* TASK INPUT
□ □ □
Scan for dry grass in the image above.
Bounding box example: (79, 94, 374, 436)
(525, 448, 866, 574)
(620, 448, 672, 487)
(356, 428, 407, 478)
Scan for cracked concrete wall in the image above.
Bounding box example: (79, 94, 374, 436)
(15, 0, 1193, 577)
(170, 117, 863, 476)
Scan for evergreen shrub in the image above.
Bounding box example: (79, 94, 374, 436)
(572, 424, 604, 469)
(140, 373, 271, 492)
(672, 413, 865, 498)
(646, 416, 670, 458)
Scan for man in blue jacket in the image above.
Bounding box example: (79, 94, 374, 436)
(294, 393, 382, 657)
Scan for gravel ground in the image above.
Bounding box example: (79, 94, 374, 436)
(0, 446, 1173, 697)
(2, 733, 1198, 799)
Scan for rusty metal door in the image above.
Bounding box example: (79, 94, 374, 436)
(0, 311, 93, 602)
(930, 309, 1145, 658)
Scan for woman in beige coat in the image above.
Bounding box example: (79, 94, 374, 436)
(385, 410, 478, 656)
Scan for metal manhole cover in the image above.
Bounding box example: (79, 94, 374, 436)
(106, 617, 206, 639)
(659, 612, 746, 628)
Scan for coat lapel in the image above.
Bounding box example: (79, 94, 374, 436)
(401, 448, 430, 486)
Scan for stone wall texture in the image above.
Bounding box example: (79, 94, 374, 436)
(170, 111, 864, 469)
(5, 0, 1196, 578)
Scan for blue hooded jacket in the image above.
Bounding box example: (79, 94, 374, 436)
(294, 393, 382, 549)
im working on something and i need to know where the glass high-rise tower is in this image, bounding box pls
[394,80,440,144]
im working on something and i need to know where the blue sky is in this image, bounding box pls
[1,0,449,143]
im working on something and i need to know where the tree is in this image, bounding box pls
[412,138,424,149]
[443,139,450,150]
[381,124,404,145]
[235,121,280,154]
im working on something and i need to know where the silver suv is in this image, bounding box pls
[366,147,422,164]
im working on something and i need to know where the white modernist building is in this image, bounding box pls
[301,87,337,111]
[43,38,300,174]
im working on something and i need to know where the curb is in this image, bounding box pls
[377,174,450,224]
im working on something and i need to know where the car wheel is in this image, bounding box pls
□ □ □
Could you return all lines from the records that include the word "above"?

Scan for dry grass in the image above.
Scan for cracked concrete wall in the image above.
Scan for evergreen shrub in the image above.
Scan for man in blue jacket in the image above.
Scan for gravel ground in the image above.
Scan for rusty metal door in the image above.
Scan for woman in beige coat in the image above.
Scan for metal manhole cover in the image above.
Scan for coat lapel in the image above.
Scan for stone wall texture in the image above.
Scan for blue hooded jacket in the image above.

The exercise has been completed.